# BT Mosquito/Foreman Prop



## Smackdaddy53 (Dec 31, 2012)

Jack knows props. I’m glad people are catching on! Who wants to switch props ten times and get something that’s “good enough”?


----------



## Zika (Aug 6, 2015)

Tim, check your PM.


----------



## Teeser (Jan 9, 2017)

I also received Jack’s prop and installed it over the weekend. The difference in performance is night and day. 

Now I just have to figure out how to safely lift the motor a few bolt holes..


----------



## TimPappy (Jan 25, 2018)

Zika said:


> Tim, check your PM.





Teeser said:


> I also received Jack’s prop and installed it over the weekend. The difference in performance is night and day.
> 
> Now I just have to figure out how to safely lift the motor a few bolt holes..


I just put boards under motor skeg, loosened bolts, use jack plate to adjust height, tighten bolts.


----------



## Smackdaddy53 (Dec 31, 2012)

TimPappy said:


> I just put boards under motor skeg, loosened bolts, use jack plate to adjust height, tighten bolts.


You can also make a wooden jig that slides under the cav plate and a floor jack to gently raise the motor but a lift is probably a safer choice. I use the front end loader on my Kubota with a chain and a couple of lifting straps and a clevis.


----------



## Redfisher80 (Jul 17, 2017)

If you have a garage rafter and a ratchet strap handy...that works too! Just did mine by myself and took about 20-30 minutes....most of that was getting the strap centered above the motor and pulling the cowling off the motor.

[GIVEN DATA]
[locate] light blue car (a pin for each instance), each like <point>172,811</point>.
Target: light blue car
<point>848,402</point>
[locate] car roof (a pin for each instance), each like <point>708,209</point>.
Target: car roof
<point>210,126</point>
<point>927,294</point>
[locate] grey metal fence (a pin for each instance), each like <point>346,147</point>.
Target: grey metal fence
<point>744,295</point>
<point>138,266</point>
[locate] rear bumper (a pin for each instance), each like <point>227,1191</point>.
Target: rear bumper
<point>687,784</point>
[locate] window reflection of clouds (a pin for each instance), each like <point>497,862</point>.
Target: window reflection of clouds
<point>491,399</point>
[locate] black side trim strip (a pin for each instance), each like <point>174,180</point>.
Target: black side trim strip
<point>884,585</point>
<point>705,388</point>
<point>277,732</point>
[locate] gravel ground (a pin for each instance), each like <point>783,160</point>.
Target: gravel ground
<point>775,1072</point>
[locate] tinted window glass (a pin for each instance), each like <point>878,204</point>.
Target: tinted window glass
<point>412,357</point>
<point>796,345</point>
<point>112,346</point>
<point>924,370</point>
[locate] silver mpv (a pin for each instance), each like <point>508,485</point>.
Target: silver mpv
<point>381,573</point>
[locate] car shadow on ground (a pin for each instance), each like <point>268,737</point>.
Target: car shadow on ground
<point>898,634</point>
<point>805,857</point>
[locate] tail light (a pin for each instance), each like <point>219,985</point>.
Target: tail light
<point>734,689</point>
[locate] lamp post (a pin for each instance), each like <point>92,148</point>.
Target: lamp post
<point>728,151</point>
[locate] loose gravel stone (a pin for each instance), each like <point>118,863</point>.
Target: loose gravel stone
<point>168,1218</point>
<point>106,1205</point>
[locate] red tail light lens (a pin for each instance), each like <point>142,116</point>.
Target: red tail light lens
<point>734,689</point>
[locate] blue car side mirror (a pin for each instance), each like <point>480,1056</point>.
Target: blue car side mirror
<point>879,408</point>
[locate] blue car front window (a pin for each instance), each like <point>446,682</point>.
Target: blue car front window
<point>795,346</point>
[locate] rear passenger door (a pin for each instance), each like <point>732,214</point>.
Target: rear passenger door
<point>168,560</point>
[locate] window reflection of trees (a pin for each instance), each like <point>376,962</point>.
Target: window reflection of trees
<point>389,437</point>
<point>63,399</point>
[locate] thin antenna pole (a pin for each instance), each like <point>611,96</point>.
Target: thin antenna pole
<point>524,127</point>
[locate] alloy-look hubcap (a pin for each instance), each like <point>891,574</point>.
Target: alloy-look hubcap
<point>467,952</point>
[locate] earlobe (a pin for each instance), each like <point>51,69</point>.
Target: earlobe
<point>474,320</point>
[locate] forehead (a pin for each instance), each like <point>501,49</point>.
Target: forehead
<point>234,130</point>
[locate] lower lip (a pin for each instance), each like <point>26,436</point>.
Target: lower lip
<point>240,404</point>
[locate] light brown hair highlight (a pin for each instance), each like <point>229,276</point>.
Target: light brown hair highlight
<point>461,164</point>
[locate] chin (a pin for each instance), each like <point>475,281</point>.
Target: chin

[YOUR TASKS]
**A)** Name each distinct username that appears as a post author in the forum thread on the BT Mosquito/Foreman prop.
**B)** Render the lines of the listing as a JSON list of strings, one string per line, with blank lines omitted. Begin at the line that contains "[locate] car shadow" and stop after the line that contains "<point>106,1205</point>".
The listing bears no relation to the forum thread.

[RESPONSES TO THE EXERCISE]
**A)** Smackdaddy53, Zika, Teeser, TimPappy, Redfisher80

**B)**
[
  "[locate] car shadow on ground (a pin for each instance), each like <point>268,737</point>.",
  "Target: car shadow on ground",
  "<point>898,634</point>",
  "<point>805,857</point>",
  "[locate] tail light (a pin for each instance), each like <point>219,985</point>.",
  "Target: tail light",
  "<point>734,689</point>",
  "[locate] lamp post (a pin for each instance), each like <point>92,148</point>.",
  "Target: lamp post",
  "<point>728,151</point>",
  "[locate] loose gravel stone (a pin for each instance), each like <point>118,863</point>.",
  "Target: loose gravel stone",
  "<point>168,1218</point>",
  "<point>106,1205</point>"
]